=== ASSIGNMENT ===
Instruction for the data below: set down exactly the lines from the line with "label: bride's face" to the line with "label: necklace", inclusive, and no others.

=== THE DATA ===

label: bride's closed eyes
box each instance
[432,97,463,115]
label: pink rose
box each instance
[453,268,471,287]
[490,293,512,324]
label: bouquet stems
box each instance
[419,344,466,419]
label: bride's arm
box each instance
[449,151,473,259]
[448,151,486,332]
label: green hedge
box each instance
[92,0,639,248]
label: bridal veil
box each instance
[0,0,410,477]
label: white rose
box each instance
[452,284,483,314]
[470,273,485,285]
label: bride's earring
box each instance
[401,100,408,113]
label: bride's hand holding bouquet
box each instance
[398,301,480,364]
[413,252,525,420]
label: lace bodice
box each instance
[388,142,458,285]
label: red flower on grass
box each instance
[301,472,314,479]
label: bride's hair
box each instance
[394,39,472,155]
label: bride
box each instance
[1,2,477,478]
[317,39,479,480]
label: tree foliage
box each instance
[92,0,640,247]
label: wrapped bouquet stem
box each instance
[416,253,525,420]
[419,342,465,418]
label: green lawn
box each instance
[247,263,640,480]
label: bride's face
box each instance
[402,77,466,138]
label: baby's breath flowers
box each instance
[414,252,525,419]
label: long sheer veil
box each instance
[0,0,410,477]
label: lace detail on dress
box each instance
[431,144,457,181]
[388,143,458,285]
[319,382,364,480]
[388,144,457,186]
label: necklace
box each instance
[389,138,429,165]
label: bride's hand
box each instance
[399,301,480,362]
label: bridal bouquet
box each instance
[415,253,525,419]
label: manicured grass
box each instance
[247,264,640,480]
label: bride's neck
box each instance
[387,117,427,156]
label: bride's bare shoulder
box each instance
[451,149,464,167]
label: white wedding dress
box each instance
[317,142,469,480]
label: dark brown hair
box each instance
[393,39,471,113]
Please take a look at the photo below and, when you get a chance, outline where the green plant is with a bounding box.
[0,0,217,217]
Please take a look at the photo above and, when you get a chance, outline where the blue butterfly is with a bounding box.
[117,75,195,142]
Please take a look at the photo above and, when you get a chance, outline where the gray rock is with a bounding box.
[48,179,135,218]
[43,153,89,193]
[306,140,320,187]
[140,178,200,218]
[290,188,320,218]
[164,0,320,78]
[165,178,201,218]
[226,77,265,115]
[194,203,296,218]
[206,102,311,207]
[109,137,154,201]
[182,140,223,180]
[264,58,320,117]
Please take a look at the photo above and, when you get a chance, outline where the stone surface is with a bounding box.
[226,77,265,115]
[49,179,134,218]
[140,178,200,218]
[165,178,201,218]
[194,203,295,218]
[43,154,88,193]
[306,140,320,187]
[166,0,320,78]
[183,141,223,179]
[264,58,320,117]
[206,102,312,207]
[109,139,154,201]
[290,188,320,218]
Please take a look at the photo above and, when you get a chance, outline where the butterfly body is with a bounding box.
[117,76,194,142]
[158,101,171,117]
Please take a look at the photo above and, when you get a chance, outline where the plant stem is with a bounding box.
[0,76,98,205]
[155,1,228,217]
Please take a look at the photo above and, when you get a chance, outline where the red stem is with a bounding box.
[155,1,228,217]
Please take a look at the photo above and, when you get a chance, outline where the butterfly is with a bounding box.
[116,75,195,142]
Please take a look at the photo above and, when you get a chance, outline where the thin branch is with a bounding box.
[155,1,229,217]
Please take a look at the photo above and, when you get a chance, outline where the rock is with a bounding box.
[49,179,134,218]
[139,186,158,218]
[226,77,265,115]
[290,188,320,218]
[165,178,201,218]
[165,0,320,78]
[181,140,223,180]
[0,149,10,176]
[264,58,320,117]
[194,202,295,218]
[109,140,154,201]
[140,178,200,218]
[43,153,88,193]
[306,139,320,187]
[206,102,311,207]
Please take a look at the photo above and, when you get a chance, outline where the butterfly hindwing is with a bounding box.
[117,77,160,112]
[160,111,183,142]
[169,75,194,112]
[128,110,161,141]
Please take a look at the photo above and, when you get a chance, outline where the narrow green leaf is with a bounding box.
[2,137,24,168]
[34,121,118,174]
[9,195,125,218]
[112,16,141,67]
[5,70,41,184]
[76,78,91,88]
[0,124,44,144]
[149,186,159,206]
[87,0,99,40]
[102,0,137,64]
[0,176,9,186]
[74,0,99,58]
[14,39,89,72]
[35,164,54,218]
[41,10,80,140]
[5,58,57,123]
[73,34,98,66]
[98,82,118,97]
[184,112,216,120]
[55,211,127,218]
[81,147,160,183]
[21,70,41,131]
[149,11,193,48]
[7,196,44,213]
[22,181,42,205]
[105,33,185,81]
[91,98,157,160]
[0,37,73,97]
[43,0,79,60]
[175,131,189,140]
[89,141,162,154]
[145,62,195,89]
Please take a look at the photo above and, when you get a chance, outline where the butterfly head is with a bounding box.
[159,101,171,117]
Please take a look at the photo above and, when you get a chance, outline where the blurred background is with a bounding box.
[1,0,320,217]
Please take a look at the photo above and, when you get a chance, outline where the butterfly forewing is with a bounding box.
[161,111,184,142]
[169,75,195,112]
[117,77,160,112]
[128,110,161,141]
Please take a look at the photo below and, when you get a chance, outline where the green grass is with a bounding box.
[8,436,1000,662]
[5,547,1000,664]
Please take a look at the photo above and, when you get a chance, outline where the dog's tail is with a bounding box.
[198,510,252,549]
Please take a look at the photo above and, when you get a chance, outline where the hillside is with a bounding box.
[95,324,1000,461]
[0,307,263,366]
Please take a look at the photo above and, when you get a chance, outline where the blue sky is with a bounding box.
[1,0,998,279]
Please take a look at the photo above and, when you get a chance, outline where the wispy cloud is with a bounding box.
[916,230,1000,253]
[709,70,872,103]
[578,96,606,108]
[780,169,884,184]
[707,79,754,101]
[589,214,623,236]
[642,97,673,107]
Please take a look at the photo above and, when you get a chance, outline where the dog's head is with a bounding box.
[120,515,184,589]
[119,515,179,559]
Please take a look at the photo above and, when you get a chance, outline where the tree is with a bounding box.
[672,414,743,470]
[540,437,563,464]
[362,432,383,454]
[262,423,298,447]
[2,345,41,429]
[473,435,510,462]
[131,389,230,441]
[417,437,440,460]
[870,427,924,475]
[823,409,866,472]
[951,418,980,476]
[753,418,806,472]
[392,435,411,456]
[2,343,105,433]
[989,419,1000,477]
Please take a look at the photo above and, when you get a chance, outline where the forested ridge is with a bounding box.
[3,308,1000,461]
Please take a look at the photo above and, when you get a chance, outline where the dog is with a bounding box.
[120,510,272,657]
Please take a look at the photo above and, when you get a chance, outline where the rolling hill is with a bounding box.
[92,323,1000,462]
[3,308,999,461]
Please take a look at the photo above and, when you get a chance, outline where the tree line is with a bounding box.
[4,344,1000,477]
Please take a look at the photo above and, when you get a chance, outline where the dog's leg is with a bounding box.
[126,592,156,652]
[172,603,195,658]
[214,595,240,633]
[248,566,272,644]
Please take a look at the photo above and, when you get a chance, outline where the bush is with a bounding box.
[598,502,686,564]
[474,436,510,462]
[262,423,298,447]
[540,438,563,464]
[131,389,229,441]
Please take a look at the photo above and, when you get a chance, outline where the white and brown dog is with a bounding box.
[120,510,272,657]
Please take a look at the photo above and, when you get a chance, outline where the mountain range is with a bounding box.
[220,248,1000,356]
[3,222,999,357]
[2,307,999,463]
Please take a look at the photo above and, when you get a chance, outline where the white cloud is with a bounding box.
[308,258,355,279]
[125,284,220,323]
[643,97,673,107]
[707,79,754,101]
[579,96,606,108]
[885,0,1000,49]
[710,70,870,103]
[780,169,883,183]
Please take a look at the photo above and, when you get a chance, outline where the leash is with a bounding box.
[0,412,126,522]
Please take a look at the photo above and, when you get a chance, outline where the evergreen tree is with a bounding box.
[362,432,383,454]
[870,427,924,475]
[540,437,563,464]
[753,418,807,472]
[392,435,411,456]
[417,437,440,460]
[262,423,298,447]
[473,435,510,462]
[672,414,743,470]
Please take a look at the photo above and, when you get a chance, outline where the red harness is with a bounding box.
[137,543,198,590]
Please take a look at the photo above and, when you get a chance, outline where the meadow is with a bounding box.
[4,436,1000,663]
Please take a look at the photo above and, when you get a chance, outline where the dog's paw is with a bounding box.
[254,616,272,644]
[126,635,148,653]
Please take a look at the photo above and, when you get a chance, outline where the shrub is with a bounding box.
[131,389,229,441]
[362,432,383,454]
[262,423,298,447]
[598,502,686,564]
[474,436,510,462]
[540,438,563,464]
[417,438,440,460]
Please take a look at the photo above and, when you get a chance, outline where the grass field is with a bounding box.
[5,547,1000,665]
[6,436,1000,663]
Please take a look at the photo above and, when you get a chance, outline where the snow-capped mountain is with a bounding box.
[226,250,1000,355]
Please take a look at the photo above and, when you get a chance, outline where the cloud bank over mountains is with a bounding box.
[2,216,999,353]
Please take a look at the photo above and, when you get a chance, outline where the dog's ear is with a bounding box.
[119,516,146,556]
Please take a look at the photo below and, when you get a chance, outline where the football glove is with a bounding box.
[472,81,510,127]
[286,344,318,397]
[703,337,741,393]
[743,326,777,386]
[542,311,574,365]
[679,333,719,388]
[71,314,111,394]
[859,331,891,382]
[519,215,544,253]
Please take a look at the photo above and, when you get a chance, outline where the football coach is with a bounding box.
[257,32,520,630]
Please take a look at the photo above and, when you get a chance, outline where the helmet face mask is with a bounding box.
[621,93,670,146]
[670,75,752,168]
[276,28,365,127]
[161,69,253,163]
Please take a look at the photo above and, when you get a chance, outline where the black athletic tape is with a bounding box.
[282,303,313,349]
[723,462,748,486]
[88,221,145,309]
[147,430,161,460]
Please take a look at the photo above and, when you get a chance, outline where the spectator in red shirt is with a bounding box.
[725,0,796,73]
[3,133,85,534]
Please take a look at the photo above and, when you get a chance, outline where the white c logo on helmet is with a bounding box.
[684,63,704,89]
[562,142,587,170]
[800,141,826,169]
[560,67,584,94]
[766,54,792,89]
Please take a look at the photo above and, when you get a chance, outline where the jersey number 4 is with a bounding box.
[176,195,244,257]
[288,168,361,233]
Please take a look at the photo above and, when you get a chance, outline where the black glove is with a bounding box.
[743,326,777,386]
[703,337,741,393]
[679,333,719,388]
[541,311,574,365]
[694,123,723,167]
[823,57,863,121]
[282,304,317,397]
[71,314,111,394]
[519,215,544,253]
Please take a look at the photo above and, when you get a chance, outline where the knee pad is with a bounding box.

=== FINISHED TASK ===
label: bride's face
box each instance
[402,77,466,138]
label: baby's breath flowers
box each instance
[414,252,525,419]
label: long sheer veil
box each instance
[0,0,410,477]
label: lace detail on dress
box each instance
[431,144,457,181]
[388,143,458,285]
[319,382,364,480]
[388,144,457,186]
label: necklace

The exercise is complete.